◆ Task details ◆
Go through the records below and copy out every line that contains the string "pink". Count a line only when the string matches with the same upper and lower case.

◆ Record extracts ◆
+---+

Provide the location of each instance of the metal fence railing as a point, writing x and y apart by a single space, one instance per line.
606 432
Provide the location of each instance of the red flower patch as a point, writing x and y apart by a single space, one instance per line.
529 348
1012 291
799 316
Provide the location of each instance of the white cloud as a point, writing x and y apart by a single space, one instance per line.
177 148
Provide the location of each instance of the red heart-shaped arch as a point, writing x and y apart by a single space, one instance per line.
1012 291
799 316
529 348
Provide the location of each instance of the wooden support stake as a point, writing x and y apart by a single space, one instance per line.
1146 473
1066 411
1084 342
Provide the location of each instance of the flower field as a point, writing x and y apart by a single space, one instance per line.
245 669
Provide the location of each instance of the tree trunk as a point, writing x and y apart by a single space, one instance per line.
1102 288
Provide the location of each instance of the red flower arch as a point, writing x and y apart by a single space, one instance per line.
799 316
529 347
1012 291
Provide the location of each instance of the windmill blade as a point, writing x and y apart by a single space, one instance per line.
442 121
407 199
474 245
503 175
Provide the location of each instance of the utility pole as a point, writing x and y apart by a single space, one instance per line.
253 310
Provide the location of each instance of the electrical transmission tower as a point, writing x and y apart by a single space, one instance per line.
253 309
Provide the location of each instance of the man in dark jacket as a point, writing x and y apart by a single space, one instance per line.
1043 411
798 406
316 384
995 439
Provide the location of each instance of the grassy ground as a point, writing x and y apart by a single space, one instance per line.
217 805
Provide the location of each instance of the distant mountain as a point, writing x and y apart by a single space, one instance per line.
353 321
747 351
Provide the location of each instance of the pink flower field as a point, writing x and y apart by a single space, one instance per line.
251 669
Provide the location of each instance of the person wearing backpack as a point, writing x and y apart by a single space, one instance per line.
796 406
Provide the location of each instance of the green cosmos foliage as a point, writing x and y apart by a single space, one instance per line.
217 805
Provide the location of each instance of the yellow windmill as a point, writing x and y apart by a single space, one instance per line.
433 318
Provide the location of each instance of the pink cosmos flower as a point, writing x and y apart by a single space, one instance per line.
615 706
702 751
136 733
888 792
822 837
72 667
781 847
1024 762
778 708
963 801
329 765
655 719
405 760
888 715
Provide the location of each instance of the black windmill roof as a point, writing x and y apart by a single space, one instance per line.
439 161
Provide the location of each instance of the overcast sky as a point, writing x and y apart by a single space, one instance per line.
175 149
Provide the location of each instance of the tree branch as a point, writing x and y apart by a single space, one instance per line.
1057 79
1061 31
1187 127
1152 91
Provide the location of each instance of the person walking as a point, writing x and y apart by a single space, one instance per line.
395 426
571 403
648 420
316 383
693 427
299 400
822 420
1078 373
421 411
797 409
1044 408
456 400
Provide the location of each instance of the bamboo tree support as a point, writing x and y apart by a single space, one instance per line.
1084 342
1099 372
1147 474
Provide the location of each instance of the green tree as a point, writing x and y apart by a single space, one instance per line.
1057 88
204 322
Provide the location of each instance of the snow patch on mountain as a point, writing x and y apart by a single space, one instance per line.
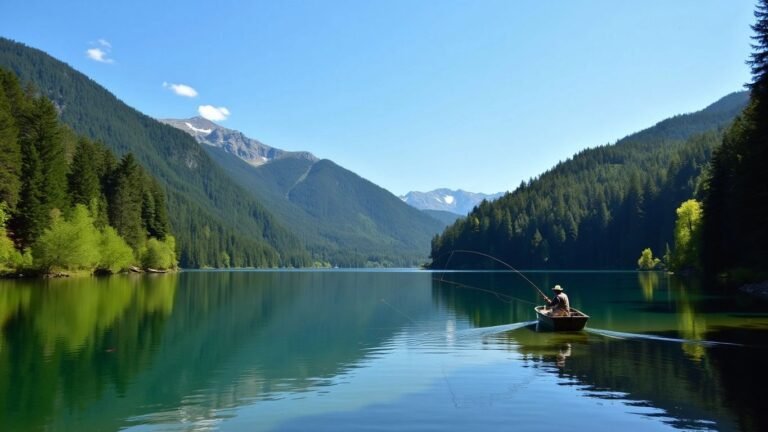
455 201
194 129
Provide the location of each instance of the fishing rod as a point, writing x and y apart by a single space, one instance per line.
502 297
500 262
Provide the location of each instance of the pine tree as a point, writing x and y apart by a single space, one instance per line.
759 57
83 179
736 194
125 200
10 153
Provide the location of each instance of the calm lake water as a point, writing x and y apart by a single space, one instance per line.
376 350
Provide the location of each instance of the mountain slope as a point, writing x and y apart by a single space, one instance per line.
601 208
455 201
344 219
217 222
235 142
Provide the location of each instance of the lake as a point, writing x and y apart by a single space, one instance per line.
377 350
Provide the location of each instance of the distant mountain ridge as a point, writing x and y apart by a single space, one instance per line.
455 201
216 222
232 141
600 208
343 218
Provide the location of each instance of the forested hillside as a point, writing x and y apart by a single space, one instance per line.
735 219
599 209
217 222
66 203
343 218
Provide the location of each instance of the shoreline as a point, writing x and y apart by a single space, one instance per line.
759 290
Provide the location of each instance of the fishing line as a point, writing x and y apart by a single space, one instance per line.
502 297
398 311
498 295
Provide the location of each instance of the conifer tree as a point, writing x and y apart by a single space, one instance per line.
83 180
10 155
736 194
125 200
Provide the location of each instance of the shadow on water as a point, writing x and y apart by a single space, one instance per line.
697 363
104 354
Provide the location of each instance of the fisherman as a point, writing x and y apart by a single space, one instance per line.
559 306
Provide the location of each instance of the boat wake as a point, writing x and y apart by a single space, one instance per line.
622 335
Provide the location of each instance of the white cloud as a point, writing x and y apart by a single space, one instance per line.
101 53
213 113
181 89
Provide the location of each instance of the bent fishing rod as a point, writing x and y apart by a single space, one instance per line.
500 262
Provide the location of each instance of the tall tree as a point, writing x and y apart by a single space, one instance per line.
10 153
736 193
125 199
83 180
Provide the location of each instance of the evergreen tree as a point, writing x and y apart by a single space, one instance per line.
125 201
759 57
83 179
736 192
10 153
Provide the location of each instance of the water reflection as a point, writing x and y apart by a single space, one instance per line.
65 341
677 372
301 350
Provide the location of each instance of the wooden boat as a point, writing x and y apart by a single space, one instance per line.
576 321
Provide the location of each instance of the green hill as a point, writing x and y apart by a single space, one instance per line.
216 221
343 218
600 208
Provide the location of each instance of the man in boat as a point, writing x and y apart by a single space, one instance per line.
559 306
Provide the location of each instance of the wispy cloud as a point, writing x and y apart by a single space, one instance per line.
213 113
181 89
100 53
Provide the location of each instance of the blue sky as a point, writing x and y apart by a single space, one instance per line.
412 95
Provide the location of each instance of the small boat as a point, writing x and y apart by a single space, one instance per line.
575 322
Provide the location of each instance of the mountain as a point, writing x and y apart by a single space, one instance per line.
601 208
235 142
455 201
343 218
217 222
443 216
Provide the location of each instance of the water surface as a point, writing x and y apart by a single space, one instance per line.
376 350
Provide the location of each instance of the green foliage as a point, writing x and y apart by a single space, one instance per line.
159 254
10 151
735 232
647 261
343 218
599 208
83 177
69 244
687 236
58 173
200 196
114 253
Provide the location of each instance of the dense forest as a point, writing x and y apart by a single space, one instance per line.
599 209
735 206
66 202
343 218
217 223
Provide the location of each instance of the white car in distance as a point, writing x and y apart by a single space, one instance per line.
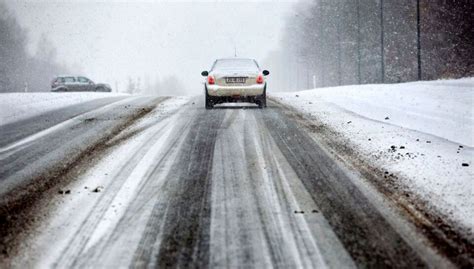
235 80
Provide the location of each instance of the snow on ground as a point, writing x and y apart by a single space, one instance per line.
18 106
429 124
112 174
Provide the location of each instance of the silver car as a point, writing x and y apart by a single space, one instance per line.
77 84
235 80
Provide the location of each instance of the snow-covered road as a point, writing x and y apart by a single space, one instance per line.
168 183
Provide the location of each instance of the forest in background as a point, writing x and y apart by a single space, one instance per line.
20 70
343 42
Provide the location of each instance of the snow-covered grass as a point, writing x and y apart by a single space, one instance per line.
429 124
18 106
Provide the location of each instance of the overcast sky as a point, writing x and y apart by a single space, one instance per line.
113 40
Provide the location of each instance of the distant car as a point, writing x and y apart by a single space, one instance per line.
77 84
235 80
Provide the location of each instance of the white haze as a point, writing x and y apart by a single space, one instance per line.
112 41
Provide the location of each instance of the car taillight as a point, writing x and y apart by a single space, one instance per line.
211 80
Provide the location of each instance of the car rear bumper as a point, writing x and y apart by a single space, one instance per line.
233 91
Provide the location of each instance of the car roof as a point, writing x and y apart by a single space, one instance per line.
62 76
228 59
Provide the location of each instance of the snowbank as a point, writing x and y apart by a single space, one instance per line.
18 106
422 131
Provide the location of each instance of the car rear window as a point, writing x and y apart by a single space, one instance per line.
236 64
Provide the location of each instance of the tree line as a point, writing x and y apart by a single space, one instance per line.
341 42
20 70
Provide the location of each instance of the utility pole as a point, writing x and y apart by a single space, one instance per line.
358 43
418 37
321 40
382 56
339 53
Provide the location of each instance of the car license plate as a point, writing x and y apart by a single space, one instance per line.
230 80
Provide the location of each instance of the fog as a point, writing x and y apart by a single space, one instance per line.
114 42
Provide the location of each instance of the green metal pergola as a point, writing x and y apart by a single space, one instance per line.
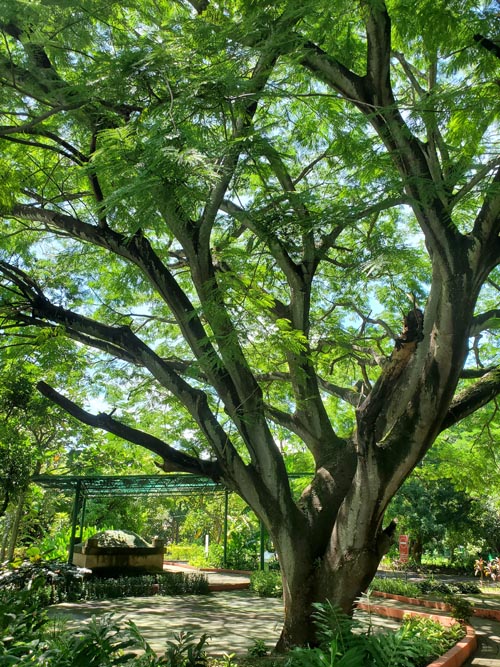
87 487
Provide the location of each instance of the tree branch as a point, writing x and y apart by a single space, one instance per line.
175 460
480 322
472 398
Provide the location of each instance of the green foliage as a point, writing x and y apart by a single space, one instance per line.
28 637
428 586
59 582
267 584
395 586
461 608
415 644
167 583
185 552
22 620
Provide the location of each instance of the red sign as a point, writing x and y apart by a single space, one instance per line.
404 547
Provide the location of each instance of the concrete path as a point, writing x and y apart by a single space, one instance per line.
233 620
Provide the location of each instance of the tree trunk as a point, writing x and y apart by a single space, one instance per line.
416 549
15 525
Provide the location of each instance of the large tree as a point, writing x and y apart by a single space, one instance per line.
232 204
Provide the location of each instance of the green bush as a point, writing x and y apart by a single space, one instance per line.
395 586
415 644
184 552
167 583
266 584
58 582
461 608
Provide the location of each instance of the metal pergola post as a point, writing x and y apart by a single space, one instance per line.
74 519
226 510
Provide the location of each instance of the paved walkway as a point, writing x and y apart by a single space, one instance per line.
233 620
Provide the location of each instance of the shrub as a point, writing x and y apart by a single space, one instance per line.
415 644
168 583
461 608
266 584
185 552
58 582
395 586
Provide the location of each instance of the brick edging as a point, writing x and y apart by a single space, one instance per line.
456 656
480 612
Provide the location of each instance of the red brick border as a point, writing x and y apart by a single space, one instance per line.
480 612
456 656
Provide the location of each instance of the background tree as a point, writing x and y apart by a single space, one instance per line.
233 205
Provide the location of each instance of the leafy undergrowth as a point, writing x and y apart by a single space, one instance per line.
60 582
429 586
28 638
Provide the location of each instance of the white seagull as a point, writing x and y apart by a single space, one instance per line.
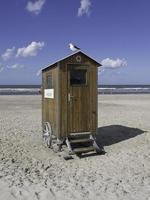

+---+

◆ Solution for this exercise ◆
Provide the location of each instance of the pink flower field as a point, writing x and y apart by a single space, one instance per line.
Provide the location of each instance of the pink cosmos flower as a point, writing x and y apart by a single space, one instance per line.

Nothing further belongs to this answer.